Set task: Repeat exactly, and only, the lines from the line containing "Tag the cracked" through the last line of the records below, including both.

Stored items
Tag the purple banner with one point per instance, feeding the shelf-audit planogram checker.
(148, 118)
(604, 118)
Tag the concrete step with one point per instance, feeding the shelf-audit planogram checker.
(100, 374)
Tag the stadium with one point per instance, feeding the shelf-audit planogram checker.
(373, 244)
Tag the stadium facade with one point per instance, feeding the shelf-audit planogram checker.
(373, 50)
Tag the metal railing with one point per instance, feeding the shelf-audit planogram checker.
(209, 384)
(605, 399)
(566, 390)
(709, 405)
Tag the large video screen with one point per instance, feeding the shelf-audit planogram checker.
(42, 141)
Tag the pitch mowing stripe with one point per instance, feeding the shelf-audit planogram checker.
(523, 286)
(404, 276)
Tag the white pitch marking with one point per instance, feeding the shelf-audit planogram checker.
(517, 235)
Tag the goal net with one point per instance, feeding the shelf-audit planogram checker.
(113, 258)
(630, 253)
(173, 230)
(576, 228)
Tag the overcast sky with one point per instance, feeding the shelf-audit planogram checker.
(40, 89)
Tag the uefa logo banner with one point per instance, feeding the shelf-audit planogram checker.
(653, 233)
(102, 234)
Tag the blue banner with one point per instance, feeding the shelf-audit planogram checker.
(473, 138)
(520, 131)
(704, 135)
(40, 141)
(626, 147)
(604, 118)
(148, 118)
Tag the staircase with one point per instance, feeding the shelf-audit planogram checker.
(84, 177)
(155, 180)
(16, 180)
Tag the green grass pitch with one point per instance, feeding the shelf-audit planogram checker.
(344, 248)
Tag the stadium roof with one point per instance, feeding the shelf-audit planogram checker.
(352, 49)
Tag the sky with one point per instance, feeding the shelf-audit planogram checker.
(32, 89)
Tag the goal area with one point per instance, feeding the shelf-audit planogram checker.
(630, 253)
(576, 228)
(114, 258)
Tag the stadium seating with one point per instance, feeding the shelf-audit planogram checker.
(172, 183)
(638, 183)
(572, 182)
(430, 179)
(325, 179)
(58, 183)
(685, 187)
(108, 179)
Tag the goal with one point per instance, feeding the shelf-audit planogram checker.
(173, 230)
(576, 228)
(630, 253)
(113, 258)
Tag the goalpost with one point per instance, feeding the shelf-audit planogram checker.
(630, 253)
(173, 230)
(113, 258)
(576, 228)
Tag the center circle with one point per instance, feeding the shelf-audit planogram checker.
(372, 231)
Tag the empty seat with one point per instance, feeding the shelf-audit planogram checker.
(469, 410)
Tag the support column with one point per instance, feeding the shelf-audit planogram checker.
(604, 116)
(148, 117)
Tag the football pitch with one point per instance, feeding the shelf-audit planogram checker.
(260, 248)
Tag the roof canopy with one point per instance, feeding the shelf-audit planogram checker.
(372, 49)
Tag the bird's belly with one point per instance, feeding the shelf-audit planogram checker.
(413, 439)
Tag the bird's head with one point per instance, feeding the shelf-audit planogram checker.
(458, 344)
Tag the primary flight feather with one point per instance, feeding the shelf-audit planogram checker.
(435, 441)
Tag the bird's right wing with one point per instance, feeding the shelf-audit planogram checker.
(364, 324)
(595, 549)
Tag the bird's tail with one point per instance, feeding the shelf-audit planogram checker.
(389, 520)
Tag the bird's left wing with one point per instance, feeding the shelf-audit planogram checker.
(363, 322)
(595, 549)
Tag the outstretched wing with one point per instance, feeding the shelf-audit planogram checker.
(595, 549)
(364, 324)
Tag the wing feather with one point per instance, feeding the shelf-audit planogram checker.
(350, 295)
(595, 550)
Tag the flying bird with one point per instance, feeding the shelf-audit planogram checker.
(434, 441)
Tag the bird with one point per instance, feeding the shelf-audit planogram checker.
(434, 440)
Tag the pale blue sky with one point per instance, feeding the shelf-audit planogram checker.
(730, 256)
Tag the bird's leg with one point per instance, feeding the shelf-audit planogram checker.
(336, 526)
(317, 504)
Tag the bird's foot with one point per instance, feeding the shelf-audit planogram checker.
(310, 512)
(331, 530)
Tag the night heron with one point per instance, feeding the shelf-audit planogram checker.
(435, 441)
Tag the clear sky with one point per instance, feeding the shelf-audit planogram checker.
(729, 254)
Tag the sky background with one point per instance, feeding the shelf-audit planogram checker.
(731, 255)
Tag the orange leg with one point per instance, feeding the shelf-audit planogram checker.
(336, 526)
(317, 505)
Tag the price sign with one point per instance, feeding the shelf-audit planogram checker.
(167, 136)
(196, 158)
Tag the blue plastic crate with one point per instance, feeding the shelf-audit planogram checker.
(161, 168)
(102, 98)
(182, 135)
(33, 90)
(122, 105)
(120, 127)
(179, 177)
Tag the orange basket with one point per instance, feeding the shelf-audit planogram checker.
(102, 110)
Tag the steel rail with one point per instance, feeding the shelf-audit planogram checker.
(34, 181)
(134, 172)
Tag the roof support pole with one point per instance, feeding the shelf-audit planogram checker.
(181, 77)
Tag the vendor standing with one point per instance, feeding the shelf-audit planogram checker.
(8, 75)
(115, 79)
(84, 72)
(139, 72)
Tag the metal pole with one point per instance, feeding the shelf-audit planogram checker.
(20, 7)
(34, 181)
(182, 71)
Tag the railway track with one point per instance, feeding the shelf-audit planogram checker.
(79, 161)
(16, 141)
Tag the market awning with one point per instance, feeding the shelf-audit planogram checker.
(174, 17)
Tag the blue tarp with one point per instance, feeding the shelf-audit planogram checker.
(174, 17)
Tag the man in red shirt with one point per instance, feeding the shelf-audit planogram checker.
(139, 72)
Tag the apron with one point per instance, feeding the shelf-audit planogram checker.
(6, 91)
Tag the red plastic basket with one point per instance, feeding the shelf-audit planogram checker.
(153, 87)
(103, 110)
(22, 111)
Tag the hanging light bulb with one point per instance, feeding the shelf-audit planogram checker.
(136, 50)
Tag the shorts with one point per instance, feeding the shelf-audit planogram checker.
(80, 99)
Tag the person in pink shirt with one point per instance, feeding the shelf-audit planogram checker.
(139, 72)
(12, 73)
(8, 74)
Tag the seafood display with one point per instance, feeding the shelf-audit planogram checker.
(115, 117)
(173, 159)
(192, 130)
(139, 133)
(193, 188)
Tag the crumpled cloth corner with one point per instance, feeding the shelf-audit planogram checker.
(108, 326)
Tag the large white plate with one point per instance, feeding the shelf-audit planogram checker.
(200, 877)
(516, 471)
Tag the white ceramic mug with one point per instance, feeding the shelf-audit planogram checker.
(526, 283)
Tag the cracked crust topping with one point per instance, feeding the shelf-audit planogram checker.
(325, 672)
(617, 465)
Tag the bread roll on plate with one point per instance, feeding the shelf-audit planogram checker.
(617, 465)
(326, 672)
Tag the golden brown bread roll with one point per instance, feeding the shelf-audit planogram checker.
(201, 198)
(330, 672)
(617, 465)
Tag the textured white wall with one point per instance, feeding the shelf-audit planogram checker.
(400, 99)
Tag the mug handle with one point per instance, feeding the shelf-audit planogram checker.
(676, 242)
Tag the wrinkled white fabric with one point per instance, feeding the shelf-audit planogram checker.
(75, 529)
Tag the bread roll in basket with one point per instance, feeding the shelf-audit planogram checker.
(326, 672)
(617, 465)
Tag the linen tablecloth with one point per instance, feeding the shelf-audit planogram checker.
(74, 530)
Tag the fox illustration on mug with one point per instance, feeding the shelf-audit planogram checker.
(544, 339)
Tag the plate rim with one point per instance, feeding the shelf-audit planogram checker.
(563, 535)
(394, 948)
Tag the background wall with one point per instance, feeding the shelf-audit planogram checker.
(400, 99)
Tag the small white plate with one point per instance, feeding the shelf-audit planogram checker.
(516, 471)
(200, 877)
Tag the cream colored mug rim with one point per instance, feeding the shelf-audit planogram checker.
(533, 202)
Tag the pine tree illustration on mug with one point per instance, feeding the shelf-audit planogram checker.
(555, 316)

Complete response:
Tag the cracked crust topping with one point per instance, feeding the shelf-audit planogram checker.
(325, 672)
(617, 465)
Tag the bread roll on plate with one point per instance, feeding the shelf-audit planogram checker.
(617, 465)
(326, 672)
Tag the golden brown bread roll with one point per instance, feeding the shelf-audit planogram checker.
(201, 198)
(330, 672)
(617, 465)
Tag the textured white wall with one point per instance, feeding the shelf-audit planogram checker.
(400, 99)
Tag the mug handle with one point per instance, feeding the shelf-audit planogram checker.
(676, 242)
Tag the wrinkled white fabric with one point per instance, feeding the shelf-audit planogram checker.
(75, 529)
Tag the bread roll in basket with one point per instance, feeding the shelf-audit planogram checker.
(326, 672)
(617, 465)
Tag the linen tablecloth with one point per instance, feeding the shelf-audit planogram checker.
(74, 530)
Tag the fox illustration on mug with one point per instance, feeding the shelf-audit planogram checker.
(544, 339)
Tag the plate rim with one point per instance, feeding the shelf-audit planogram checker.
(563, 535)
(394, 948)
Tag the background wall with one point per instance, feeding the shelf-audit planogram checker.
(400, 99)
Tag the small white plate with one point per instance, feeding the shelf-audit planogram checker.
(516, 471)
(200, 877)
Tag the cream colored mug rim with one point per instance, feeding the shelf-audit planogram checker.
(533, 202)
Tag the pine tree illustration on mug with one point per instance, feeding the shelf-audit planogram checker.
(555, 316)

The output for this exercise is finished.